Stored data entries:

▽

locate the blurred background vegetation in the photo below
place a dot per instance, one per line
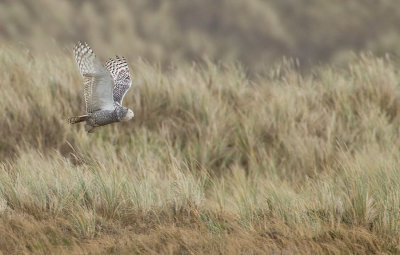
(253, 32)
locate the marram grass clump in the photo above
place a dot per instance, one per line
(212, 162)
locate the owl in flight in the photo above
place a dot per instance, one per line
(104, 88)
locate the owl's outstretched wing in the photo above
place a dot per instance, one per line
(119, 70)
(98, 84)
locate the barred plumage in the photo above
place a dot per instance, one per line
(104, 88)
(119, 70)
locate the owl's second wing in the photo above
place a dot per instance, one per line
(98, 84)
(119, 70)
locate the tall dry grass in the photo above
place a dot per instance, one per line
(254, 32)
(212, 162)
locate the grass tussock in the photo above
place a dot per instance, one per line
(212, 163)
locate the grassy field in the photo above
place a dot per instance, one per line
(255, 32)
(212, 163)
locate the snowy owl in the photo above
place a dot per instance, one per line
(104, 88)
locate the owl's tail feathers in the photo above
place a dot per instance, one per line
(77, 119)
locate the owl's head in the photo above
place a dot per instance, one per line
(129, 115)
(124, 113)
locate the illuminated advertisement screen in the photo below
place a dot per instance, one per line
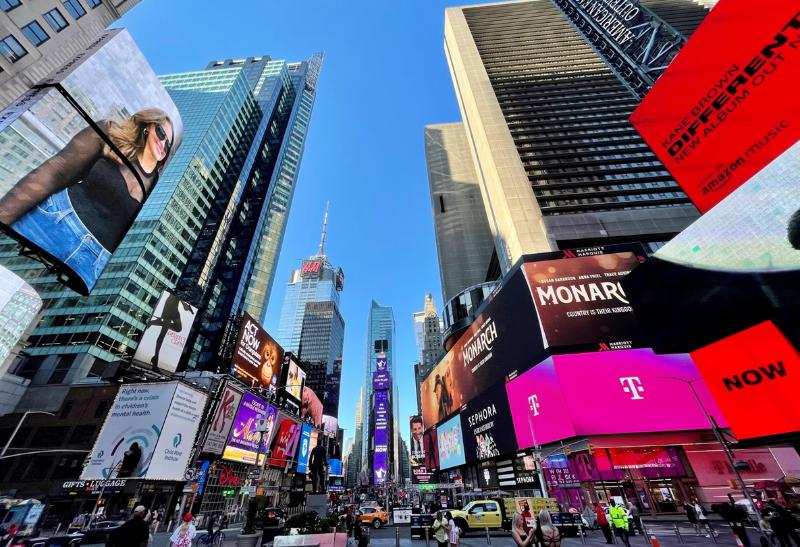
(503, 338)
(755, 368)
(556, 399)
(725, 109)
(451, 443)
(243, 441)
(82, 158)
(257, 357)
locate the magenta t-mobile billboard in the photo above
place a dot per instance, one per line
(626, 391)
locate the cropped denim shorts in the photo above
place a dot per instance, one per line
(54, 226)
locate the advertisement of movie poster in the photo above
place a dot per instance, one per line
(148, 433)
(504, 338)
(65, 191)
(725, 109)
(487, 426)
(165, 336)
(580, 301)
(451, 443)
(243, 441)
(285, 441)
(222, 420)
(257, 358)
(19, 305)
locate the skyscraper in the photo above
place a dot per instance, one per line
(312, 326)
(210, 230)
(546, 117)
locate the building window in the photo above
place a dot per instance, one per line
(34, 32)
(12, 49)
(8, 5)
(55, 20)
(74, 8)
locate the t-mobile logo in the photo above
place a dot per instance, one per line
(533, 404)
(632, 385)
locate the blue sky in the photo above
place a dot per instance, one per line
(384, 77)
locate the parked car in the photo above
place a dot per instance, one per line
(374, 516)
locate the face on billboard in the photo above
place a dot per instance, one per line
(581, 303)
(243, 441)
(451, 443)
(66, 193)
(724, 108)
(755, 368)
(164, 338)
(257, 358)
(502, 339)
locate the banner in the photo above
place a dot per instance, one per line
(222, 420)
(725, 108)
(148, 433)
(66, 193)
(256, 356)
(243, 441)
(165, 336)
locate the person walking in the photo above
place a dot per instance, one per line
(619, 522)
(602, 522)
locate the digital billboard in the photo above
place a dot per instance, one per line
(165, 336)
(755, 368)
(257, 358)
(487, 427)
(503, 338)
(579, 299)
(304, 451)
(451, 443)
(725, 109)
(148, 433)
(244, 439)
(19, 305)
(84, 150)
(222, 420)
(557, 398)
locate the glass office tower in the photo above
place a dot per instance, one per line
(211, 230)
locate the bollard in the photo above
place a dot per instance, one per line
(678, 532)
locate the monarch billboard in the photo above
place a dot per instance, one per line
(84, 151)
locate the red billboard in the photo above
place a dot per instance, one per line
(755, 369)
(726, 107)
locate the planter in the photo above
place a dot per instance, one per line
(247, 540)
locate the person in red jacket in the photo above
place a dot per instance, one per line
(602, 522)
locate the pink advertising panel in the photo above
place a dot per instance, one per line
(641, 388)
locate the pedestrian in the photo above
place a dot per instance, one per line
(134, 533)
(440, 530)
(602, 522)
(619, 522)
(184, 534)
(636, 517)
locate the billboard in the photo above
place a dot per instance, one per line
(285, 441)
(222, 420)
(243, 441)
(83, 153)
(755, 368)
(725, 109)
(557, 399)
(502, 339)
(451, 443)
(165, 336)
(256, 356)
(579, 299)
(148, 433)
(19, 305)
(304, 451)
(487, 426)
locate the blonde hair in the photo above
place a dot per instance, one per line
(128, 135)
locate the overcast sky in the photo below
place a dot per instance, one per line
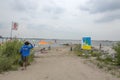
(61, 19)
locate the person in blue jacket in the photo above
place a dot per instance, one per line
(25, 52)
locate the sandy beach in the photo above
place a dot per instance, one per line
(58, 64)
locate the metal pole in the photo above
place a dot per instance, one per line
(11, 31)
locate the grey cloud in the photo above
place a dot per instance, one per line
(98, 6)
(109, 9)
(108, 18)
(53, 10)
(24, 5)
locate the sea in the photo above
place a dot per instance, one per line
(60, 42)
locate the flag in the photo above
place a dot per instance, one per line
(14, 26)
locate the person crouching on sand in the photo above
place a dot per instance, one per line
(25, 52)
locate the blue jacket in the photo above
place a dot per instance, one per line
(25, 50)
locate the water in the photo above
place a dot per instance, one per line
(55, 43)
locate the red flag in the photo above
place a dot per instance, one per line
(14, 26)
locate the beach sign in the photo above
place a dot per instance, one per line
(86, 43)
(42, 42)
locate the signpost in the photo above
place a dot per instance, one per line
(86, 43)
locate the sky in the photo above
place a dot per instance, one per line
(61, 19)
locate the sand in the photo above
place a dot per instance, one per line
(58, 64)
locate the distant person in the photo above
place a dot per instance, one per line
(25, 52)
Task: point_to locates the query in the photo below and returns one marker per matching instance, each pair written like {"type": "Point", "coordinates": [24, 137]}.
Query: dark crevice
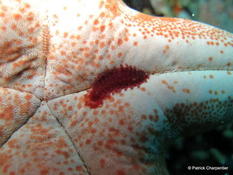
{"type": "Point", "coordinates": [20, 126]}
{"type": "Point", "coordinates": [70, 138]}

△
▽

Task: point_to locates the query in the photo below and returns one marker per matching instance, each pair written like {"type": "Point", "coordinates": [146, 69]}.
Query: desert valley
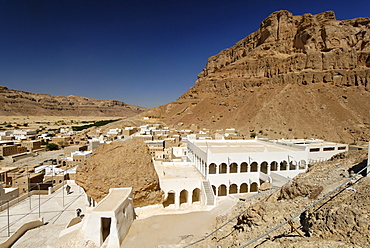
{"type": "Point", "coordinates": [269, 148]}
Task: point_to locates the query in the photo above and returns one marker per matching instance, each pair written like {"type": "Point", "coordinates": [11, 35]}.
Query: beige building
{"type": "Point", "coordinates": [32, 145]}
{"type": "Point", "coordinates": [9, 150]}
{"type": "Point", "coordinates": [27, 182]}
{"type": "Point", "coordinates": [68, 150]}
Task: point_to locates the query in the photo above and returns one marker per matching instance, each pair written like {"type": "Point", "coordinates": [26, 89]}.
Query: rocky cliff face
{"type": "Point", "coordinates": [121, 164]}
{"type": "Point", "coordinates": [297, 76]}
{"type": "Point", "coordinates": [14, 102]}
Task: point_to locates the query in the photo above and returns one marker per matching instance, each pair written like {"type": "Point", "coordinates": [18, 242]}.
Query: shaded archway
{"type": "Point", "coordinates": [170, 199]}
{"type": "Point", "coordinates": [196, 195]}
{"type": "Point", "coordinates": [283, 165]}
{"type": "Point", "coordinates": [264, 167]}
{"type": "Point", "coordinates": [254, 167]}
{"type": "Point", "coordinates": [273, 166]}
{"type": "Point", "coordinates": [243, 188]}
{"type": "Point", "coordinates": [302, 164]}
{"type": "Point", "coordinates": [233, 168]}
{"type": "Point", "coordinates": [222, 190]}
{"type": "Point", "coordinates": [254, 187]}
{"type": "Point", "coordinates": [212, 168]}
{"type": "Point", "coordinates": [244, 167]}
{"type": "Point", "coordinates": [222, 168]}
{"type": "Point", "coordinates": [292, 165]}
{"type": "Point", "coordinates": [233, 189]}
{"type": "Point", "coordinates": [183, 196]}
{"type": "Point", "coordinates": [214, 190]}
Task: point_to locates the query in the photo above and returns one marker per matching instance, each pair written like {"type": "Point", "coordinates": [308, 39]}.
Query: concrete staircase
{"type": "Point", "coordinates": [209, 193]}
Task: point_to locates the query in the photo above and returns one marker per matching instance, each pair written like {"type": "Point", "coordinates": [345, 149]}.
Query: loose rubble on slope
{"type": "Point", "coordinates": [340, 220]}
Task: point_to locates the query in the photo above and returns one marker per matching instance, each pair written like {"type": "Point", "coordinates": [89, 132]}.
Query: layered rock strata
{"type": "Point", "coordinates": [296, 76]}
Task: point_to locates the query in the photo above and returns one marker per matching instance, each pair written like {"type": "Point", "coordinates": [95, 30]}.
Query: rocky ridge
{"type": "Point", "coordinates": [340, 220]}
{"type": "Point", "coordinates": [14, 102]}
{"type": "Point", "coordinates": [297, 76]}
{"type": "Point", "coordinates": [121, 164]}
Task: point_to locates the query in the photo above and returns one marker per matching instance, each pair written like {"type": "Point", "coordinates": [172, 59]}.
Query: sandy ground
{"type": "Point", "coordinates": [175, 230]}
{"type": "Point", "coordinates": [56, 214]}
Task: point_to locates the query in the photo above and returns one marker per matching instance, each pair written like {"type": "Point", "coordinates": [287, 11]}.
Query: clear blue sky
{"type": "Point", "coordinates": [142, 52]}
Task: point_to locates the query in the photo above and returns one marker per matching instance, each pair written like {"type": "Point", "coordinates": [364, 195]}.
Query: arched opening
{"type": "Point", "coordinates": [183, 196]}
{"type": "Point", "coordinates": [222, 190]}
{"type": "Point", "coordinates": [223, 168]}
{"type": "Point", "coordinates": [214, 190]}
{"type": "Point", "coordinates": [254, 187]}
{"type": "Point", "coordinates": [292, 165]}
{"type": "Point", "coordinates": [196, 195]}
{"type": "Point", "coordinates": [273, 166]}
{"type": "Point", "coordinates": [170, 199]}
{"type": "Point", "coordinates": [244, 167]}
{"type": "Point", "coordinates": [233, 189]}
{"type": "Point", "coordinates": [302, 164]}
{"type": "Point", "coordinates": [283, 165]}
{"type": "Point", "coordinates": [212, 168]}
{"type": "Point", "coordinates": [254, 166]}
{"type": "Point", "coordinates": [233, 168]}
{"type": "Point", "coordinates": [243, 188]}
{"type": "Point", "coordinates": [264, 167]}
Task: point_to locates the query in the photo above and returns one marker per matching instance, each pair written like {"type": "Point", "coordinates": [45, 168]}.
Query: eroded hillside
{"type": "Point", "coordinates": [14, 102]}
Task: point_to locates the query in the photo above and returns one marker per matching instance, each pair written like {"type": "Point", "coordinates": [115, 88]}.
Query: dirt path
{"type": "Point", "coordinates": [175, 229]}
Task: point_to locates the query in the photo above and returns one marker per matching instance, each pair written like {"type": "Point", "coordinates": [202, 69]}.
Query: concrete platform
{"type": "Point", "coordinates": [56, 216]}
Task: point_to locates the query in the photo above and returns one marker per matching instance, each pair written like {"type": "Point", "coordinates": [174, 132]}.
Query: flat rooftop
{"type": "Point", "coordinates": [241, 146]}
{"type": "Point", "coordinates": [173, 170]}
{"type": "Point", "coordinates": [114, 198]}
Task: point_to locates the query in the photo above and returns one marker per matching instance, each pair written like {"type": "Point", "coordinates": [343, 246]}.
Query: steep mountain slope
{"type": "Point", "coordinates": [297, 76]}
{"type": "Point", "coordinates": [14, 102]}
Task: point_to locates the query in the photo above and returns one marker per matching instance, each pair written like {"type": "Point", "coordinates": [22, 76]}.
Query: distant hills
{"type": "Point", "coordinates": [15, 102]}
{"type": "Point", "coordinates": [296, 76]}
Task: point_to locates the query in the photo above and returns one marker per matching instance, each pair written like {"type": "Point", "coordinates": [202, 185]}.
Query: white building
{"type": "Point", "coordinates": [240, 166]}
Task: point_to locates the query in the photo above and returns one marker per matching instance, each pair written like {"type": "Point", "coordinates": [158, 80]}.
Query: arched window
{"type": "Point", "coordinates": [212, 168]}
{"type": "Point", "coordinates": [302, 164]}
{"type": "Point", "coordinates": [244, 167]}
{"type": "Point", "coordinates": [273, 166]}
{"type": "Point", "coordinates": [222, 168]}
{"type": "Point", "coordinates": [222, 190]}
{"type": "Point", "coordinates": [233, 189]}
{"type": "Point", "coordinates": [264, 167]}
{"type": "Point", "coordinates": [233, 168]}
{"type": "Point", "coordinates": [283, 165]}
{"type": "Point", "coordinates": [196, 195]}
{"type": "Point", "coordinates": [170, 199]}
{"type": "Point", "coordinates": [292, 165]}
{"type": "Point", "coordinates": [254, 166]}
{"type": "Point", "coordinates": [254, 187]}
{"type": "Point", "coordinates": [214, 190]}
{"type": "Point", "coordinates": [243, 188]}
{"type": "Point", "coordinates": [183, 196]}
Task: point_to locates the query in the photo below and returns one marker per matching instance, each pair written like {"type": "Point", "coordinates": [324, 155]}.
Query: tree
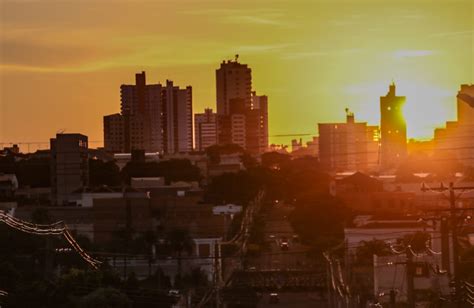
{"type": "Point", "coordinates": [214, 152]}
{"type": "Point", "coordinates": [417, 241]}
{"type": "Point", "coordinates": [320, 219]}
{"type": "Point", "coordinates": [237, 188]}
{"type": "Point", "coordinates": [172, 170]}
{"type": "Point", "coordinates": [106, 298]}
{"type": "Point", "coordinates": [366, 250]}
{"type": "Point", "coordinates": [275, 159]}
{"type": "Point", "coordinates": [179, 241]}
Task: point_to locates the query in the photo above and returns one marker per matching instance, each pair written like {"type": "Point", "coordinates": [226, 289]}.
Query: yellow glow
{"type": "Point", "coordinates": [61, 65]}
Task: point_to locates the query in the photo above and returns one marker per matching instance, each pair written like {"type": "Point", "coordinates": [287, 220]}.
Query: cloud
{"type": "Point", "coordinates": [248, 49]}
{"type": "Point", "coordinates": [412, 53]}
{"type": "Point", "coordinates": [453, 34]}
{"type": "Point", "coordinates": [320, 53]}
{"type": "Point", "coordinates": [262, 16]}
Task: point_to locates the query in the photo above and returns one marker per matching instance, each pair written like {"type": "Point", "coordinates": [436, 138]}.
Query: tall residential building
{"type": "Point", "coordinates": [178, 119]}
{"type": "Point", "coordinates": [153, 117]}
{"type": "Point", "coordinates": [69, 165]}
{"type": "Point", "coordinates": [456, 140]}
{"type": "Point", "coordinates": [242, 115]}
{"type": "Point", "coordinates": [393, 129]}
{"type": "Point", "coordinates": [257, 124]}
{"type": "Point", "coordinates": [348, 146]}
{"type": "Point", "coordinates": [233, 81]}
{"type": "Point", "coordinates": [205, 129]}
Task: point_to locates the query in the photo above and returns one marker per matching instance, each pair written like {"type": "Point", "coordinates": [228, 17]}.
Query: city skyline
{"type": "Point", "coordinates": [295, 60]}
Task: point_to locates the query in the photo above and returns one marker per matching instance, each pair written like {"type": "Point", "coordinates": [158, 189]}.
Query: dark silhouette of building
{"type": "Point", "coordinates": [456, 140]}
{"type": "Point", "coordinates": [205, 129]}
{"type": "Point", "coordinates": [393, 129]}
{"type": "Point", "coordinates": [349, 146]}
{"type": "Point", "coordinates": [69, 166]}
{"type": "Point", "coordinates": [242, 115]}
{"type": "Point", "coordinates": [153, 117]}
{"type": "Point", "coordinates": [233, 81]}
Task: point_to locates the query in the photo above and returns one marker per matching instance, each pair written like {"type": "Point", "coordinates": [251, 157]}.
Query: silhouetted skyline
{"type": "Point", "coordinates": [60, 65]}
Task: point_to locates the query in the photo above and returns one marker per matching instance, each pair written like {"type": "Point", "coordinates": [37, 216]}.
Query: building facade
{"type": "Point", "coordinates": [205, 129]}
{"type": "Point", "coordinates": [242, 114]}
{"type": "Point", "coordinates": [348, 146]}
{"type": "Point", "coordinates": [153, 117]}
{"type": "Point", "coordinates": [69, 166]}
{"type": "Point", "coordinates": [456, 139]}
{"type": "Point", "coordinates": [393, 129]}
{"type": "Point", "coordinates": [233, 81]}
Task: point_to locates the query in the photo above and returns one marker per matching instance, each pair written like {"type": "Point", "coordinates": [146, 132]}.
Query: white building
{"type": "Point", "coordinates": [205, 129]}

△
▽

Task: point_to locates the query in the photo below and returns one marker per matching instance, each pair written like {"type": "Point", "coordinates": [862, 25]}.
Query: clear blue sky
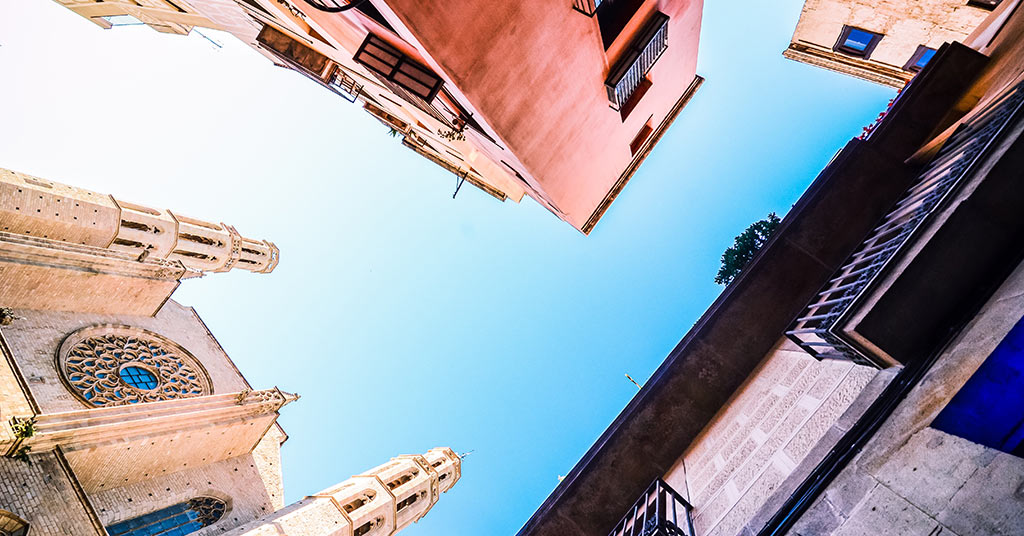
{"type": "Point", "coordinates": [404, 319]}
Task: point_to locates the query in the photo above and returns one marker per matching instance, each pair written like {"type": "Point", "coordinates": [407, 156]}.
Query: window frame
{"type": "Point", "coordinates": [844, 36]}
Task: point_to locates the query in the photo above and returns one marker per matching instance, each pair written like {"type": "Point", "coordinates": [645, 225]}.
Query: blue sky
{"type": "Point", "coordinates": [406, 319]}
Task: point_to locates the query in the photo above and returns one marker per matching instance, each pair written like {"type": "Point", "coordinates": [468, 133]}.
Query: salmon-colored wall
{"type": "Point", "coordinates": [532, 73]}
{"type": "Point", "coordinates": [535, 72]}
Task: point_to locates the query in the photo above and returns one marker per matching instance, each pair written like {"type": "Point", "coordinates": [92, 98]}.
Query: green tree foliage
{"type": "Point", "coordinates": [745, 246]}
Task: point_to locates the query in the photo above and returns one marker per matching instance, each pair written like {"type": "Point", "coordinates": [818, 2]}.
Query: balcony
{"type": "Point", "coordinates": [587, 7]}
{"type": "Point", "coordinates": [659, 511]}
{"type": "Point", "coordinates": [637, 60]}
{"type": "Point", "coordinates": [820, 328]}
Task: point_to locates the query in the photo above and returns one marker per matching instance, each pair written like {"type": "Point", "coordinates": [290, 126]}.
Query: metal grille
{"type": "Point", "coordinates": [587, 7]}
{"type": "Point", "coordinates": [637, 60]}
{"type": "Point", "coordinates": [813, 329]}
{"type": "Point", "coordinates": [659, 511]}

△

Try it:
From the records above, print exactly the lines that run from the line with "locate the person in red" to the line with "locate the pedestrian in the photo above", inclusive.

Result of this task:
locate the person in red jacket in the photo above
place a dot per instance, one per line
(602, 522)
locate the pink advertising panel in the photo above
place a dot per instance, one per line
(641, 388)
locate the pedestrian in the photo above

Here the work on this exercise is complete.